▶ _TEXT SEGMENT_
··········

These projects are compiled from familiar fragments: pixel-built landscapes, looping game animations, product symbols turned into myths, avatars that feel half nostalgic and half broken. Bright colors and clean interfaces promise comfort, while pollution, excess, and decay linger just beneath the surface. The resulting digital environments feel easy to enter—yet difficult to trust.
Much of the work leans into nostalgia. Pixel art, simplified environments, and game-like visuals recall early digital worlds and childhood screen experiences. Projects such as “Your Friendly Neighborhood” and “Consumerism Mythology”operate on this level first: approachable, visually clean, almost friendly. Their environments feel recognizable and easy to enter, yet beneath the surface they reflect on systems of overconsumption, repetition, and manufactured desire. Mythology here is not ancient—it is built from products, symbols, and habits that repeat endlessly in digital culture.






The comfort of these visual worlds is intentionally unstable. In “What Will Be Left of Us” the playful language of pixel art is redirected toward environmental collapse. A colorful animation of a toxic trash beach plays on an old smartphone, a device already slipping into obsolescence. Below it, a poem rendered in a DOS-style interface introduces text as residue—something left behind when systems fail. The installation compresses nostalgia, pollution, and technological decay into a single fragile object, asking what remains when progress moves on.

··········

Point localization records

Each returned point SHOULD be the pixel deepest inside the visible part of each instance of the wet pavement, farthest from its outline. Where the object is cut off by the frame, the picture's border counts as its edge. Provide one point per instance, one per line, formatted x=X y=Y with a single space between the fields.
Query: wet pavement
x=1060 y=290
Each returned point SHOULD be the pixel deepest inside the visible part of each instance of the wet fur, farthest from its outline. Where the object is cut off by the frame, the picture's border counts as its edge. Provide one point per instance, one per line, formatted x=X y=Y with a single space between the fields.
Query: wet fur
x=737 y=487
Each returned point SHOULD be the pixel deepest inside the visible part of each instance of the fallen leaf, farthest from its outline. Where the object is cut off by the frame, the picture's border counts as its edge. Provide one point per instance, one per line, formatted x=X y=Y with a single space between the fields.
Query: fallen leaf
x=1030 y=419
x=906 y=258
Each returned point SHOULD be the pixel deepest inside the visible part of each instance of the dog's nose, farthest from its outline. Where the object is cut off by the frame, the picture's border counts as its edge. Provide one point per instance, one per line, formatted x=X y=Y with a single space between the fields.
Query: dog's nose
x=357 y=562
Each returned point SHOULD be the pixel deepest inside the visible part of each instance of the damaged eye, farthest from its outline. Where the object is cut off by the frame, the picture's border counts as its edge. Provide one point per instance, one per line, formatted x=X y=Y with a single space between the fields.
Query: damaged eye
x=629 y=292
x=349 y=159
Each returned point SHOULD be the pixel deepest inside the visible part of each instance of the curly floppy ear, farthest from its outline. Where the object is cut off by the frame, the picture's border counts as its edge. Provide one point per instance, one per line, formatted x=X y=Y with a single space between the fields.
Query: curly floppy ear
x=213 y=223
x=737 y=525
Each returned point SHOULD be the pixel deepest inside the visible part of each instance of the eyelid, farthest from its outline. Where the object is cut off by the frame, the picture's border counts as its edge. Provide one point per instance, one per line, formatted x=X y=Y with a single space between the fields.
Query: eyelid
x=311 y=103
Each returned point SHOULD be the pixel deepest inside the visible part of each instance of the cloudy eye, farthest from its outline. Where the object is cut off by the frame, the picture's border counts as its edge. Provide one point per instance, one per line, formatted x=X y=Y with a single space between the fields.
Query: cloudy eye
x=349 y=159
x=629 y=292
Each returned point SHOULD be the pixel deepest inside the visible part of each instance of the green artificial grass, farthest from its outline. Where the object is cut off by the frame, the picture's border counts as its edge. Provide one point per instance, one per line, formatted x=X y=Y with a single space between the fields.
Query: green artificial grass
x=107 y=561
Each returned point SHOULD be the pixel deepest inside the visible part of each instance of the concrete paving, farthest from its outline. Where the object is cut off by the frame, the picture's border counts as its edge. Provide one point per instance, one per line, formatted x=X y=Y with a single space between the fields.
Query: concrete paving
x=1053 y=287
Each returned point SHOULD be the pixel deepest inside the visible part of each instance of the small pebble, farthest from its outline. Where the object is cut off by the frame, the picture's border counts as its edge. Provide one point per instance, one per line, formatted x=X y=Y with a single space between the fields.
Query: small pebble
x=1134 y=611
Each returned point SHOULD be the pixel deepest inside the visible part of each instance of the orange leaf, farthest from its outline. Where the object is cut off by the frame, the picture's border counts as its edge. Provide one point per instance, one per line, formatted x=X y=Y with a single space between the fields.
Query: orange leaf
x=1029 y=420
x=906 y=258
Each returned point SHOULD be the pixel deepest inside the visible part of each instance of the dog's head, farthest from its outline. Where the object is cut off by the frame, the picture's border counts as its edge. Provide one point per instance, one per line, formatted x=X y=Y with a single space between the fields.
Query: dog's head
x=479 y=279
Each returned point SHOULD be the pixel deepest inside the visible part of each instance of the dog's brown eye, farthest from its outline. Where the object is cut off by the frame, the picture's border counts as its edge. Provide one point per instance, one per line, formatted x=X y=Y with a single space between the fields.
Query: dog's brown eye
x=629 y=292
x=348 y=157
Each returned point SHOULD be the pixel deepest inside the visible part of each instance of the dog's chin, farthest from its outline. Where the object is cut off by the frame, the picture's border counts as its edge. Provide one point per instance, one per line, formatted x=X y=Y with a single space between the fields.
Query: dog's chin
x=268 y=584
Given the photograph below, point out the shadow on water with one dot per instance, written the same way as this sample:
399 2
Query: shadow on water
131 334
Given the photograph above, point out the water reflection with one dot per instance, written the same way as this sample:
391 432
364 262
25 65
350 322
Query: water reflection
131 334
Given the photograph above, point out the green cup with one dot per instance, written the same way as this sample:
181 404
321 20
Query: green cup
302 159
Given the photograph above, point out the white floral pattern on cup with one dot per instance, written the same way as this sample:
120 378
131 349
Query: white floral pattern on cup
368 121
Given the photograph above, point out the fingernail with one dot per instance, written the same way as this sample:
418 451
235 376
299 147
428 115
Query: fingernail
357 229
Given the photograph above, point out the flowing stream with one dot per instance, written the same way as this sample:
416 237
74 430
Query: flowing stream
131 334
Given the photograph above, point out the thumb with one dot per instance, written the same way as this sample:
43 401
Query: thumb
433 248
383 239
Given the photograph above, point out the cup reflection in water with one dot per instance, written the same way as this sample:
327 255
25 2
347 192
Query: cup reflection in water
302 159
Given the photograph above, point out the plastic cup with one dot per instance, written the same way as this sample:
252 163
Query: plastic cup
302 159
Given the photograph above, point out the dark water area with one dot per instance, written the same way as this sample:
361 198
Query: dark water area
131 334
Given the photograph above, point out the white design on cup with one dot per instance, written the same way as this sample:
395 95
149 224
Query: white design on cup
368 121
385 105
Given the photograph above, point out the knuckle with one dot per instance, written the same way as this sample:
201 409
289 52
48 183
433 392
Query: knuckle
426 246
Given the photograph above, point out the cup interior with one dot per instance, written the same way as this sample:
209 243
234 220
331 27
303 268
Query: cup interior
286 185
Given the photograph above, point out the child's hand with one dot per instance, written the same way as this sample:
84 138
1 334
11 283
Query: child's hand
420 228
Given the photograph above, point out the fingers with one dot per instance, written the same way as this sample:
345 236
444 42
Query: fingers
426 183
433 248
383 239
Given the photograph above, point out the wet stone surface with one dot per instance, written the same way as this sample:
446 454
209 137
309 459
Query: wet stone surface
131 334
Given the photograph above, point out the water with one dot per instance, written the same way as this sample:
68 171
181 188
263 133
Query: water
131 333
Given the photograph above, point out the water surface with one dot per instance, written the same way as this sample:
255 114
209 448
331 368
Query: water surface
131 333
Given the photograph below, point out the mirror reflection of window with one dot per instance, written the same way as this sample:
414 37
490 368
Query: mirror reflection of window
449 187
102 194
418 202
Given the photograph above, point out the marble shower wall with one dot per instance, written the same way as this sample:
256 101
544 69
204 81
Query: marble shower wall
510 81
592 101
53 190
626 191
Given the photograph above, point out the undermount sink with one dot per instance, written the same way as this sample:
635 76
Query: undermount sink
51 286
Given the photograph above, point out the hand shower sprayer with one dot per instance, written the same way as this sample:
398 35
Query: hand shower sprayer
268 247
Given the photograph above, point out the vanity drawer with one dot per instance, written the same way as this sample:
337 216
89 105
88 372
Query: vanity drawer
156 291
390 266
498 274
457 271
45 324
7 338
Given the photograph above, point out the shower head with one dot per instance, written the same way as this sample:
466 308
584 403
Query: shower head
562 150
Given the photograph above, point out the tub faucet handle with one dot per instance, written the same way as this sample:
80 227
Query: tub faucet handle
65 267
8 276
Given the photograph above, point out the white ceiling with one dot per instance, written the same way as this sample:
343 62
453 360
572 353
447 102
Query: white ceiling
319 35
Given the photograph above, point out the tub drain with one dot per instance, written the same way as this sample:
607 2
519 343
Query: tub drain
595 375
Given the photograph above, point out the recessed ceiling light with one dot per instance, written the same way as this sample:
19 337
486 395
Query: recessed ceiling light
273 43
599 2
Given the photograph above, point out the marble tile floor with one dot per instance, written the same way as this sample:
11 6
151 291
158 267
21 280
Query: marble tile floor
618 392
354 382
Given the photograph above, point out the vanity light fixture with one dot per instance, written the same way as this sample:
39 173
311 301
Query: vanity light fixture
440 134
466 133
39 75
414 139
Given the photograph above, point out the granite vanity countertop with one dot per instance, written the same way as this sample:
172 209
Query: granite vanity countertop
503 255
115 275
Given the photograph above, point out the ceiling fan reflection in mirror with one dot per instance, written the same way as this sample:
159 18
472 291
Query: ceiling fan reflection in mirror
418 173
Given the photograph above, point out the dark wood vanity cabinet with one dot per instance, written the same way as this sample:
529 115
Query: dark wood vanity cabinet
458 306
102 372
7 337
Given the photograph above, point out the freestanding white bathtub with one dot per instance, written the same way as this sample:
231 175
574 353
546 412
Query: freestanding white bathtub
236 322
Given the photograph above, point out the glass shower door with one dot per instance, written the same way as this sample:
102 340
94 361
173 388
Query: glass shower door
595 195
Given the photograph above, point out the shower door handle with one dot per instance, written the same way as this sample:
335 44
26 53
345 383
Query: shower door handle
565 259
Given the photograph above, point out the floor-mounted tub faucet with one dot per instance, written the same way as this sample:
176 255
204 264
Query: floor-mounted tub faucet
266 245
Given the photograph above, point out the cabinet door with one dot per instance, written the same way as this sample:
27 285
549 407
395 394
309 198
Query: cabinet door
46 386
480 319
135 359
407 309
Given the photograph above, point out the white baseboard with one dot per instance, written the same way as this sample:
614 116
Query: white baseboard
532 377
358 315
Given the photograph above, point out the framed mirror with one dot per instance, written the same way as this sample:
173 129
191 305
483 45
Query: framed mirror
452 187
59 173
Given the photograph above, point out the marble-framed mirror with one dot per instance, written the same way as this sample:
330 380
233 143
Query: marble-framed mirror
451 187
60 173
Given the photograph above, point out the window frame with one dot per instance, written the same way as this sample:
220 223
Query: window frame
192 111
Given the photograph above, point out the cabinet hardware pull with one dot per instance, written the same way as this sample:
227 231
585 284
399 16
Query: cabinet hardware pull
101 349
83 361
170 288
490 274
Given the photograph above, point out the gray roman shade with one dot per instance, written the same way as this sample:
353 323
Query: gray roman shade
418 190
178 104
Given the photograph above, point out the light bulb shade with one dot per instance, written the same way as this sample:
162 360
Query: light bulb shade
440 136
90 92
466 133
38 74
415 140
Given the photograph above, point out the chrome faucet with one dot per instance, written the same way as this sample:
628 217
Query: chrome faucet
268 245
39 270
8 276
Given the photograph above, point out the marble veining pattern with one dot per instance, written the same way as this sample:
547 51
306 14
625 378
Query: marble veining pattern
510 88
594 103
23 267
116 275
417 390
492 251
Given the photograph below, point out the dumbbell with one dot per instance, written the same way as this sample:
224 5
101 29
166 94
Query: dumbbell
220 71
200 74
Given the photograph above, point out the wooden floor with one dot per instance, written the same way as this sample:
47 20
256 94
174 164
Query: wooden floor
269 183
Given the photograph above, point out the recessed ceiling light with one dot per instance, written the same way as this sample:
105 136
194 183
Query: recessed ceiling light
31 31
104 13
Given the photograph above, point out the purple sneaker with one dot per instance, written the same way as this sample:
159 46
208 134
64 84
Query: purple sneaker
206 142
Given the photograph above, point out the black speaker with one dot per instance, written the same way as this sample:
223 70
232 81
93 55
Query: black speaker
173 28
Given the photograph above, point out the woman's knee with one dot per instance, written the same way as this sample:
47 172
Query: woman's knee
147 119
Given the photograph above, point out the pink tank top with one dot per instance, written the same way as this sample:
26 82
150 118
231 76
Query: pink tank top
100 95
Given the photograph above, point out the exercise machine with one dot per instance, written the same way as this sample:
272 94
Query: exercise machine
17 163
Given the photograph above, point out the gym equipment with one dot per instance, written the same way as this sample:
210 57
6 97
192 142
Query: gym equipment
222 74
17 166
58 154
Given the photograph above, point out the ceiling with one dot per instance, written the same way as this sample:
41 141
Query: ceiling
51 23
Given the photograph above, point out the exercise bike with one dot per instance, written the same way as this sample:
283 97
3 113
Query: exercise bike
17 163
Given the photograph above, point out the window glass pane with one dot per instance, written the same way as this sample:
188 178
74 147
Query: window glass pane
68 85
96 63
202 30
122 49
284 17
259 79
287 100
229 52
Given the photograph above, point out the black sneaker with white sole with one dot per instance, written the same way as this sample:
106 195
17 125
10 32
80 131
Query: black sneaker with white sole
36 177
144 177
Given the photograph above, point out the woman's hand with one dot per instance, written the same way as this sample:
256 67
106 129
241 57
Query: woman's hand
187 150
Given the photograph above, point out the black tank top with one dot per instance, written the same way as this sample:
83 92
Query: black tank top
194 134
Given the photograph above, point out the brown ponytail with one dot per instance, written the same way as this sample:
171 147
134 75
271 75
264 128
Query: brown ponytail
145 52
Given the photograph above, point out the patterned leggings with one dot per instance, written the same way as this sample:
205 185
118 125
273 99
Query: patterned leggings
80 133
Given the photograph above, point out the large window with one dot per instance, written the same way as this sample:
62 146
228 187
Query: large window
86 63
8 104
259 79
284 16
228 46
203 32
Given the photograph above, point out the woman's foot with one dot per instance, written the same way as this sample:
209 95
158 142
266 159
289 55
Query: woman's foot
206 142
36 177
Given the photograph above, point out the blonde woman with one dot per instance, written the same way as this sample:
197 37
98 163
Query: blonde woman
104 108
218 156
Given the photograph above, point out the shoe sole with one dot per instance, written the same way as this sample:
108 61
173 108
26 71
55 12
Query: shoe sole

··········

▶ _PROBLEMS TO SOLVE_
**1)** In the essay on pixel-art projects, start at the words "Much of the" and stop after "in digital culture.", then write that stretch out again, swapping "nostalgia" for "memory".
**2)** Supply the next part of the essay on pixel-art projects, picking up after its last sentence.
The records play no part in this work.

▶ _ANSWERS FOR THIS EXERCISE_
**1)**
Much of the work leans into memory. Pixel art, simplified environments, and game-like visuals recall early digital worlds and childhood screen experiences. Projects such as “Your Friendly Neighborhood” and “Consumerism Mythology”operate on this level first: approachable, visually clean, almost friendly. Their environments feel recognizable and easy to enter, yet beneath the surface they reflect on systems of overconsumption, repetition, and manufactured desire. Mythology here is not ancient—it is built from products, symbols, and habits that repeat endlessly in digital culture.

**2)**
Gaming culture becomes both reference and framework throughout the metaverse explorations. The “Fantasy Retro Game Collection Tokens” draw on the visual grammar of classic role-playing games and arcade interfaces, presenting animated fragments that feel like artifacts from lost or imagined worlds. These tokens offer a sense of high-tech comfort—looping animations, collectible logic, polished fantasy—while quietly pointing toward the emptiness of endless progression and digital ownership.






This tension between immersion and distance continues in the virtual exhibition environment hosted on Spatial.io. Here, the work exists inside a navigable digital space, echoing the promise of presence and connection often associated with the metaverse. Alongside this exhibition, a black metal–inspired long-sleeve shirt extends the project into physical reality. The garment functions as both merchandise and marker—an assertion of identity that bridges digital mythology and material culture, echoing the aesthetics of underground music and subcultural belonging.



The darker edges of this digital ecosystem surface in “Cyber Necreators”. The project introduces figures that feel part avatar, part symbol—entities shaped by cyber aesthetics, decay, and speculative identity. These works lean further into dystopia, where creation and destruction blur, and digital bodies exist in unstable, constructed worlds. They reflect a future imagined through the lens of excess technology, mythology rebuilt from code, and the lingering presence of human intention inside artificial systems.






Together, these metaverse explorations form a continuous landscape rather than a linear series. Nostalgia softens dystopia, comfort disguises critique, and play becomes a way to approach uncomfortable realities. The work does not offer solutions or conclusions. Instead, it invites immersion—into worlds that feel familiar, inviting, and quietly unsettling, mirroring the contradictions of the digital environments they inhabit.